◆ **Requirement**
Without including the images, transcribe each record precisely as it appears below.

◆ **Dataset records**
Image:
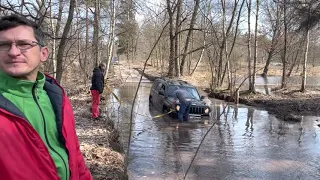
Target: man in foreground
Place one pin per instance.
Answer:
(38, 139)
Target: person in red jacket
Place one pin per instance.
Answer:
(38, 138)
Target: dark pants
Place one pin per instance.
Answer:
(183, 113)
(95, 103)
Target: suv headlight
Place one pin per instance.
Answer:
(177, 107)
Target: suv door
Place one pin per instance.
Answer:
(155, 93)
(162, 96)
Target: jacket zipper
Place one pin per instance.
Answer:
(35, 97)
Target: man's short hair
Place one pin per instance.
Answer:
(14, 20)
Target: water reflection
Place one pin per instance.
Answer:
(245, 144)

◆ **Exercise answer**
Image:
Target: man in foreground
Place one pin per instance.
Answer:
(38, 139)
Target: person in red jacket
Place one pin per instance.
Answer:
(38, 138)
Target: dark pants
Place one pin per instance.
Answer:
(183, 113)
(95, 103)
Target: suv headlight
Place one pin per instance.
Answer:
(177, 107)
Target: suv door
Place one pin per instance.
Answer:
(155, 93)
(162, 96)
Target: jacket zipper
Place one pin per instance.
Answer:
(35, 97)
Target: man's short hair
Place one pin per instance.
Answer:
(14, 20)
Target: water reflection
Place one pin per instance.
Answer:
(245, 144)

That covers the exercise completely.